_WORKING DATA_.
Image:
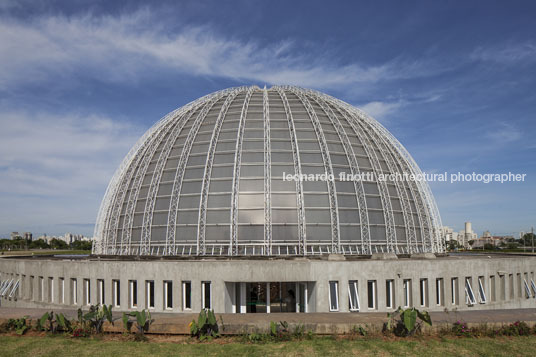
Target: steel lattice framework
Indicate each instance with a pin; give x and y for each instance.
(217, 177)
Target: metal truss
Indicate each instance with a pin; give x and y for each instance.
(108, 216)
(431, 222)
(354, 168)
(121, 193)
(157, 176)
(236, 176)
(181, 167)
(378, 143)
(201, 228)
(332, 192)
(126, 234)
(382, 186)
(401, 192)
(267, 175)
(302, 237)
(426, 206)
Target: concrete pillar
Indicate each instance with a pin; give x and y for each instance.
(243, 296)
(108, 292)
(218, 295)
(196, 295)
(177, 296)
(343, 296)
(381, 297)
(268, 298)
(322, 299)
(159, 297)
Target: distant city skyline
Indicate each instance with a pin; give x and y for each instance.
(79, 84)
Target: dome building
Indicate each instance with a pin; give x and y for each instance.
(256, 200)
(211, 178)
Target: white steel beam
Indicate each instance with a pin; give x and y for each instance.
(233, 248)
(354, 169)
(181, 167)
(302, 237)
(332, 191)
(201, 227)
(267, 175)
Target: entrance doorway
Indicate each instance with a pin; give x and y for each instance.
(270, 297)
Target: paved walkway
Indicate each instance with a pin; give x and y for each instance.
(177, 323)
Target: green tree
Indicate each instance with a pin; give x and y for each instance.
(58, 244)
(489, 246)
(81, 245)
(39, 244)
(527, 239)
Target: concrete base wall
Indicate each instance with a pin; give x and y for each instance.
(49, 282)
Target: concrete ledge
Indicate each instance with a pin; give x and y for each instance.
(318, 323)
(383, 256)
(423, 256)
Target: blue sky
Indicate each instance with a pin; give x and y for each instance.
(80, 81)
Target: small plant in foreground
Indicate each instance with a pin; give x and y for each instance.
(358, 331)
(143, 323)
(20, 326)
(460, 328)
(206, 326)
(404, 323)
(280, 331)
(518, 328)
(97, 315)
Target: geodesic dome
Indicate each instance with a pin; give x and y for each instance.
(212, 178)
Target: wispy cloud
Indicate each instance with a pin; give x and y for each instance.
(51, 155)
(380, 110)
(504, 133)
(506, 53)
(123, 49)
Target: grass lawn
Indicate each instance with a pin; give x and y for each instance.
(318, 346)
(45, 252)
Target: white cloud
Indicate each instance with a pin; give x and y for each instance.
(506, 54)
(380, 110)
(504, 133)
(126, 47)
(49, 155)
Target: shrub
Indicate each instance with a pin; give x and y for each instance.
(406, 322)
(460, 328)
(206, 326)
(518, 328)
(143, 323)
(280, 331)
(97, 315)
(20, 326)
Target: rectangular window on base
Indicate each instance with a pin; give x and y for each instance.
(389, 294)
(149, 294)
(353, 295)
(371, 292)
(186, 295)
(100, 292)
(423, 289)
(116, 293)
(133, 293)
(87, 292)
(168, 295)
(206, 293)
(333, 296)
(439, 292)
(469, 294)
(74, 291)
(407, 292)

_SET EXERCISE_. Can you write out all the items above again, swapping "pin" for "marker" wherever it occurs, with nothing else altered and the pictures left out?

_EXERCISE RESULT_.
Image:
Target: steel lattice framework
Indicate each instance with a marker; give x and y for each instance.
(217, 177)
Target: metal truss
Indicate each instance with a marker; give x and y for each instance.
(108, 216)
(431, 222)
(354, 168)
(121, 193)
(157, 176)
(236, 176)
(181, 167)
(378, 143)
(201, 228)
(332, 192)
(126, 234)
(382, 186)
(401, 192)
(267, 175)
(302, 237)
(426, 206)
Target: concrete pillar
Indicate each instance with a marker; give x and y for each instance.
(243, 296)
(108, 292)
(218, 295)
(196, 295)
(177, 296)
(343, 296)
(381, 297)
(268, 298)
(322, 299)
(159, 297)
Target: distant city skyline
Indicate each instance with a marker; give x and y for each instance.
(79, 84)
Target: dome building
Indicate each instance with a marker; give x and y for each instance.
(256, 200)
(211, 178)
Target: white steel beam
Indicate each instance with a marker; give x and y for each instance.
(233, 248)
(354, 169)
(181, 167)
(302, 237)
(332, 191)
(201, 227)
(267, 175)
Target: entrance doorway
Indicate each instance with a marker; give x and y for each instance.
(270, 297)
Target: paved walkway
Indicate each instance with a marker; give x and y for each instance.
(177, 323)
Target: green tree
Indicate each instance with a marker; give x and y for each instance.
(58, 244)
(489, 246)
(81, 245)
(39, 244)
(527, 239)
Target: concrete base wall
Indicate each instance with a marker; give x and y for each instance.
(49, 282)
Target: concrete ledge
Indicate each instance with a marker; give x and y for each instance.
(318, 323)
(383, 256)
(423, 256)
Target: blue sky
Indicate each instance with a marker; give x and y for each instance.
(80, 81)
Target: small plant in foreground
Indicate each instance with a marker; give x and y for each instance.
(358, 331)
(143, 323)
(20, 326)
(460, 328)
(206, 326)
(404, 323)
(280, 331)
(518, 328)
(97, 315)
Target: geodesic dome
Indicate each instance with a marker; give x and y for each instance.
(212, 178)
Target: wispy cloud
Indicate each instance with a marker; give x and y for each instance.
(51, 155)
(380, 110)
(504, 133)
(506, 53)
(123, 49)
Target: grass lawn
Indicate each instance with a marker; give x and y for each instance.
(318, 346)
(45, 252)
Target: white cloud
Indicate each instance with a marker; give x and y for each instance.
(506, 54)
(380, 110)
(504, 133)
(126, 47)
(49, 155)
Target: shrub
Indicate each instance with a marker; give x and y for each instance.
(406, 322)
(460, 328)
(206, 326)
(518, 328)
(143, 323)
(280, 331)
(97, 315)
(20, 326)
Target: rectangular window on base
Indicate each instance with a marker; give x and y for each instance.
(389, 294)
(149, 294)
(353, 295)
(371, 292)
(186, 295)
(100, 292)
(423, 289)
(116, 293)
(133, 293)
(87, 292)
(168, 295)
(206, 293)
(333, 296)
(439, 292)
(469, 294)
(74, 291)
(407, 292)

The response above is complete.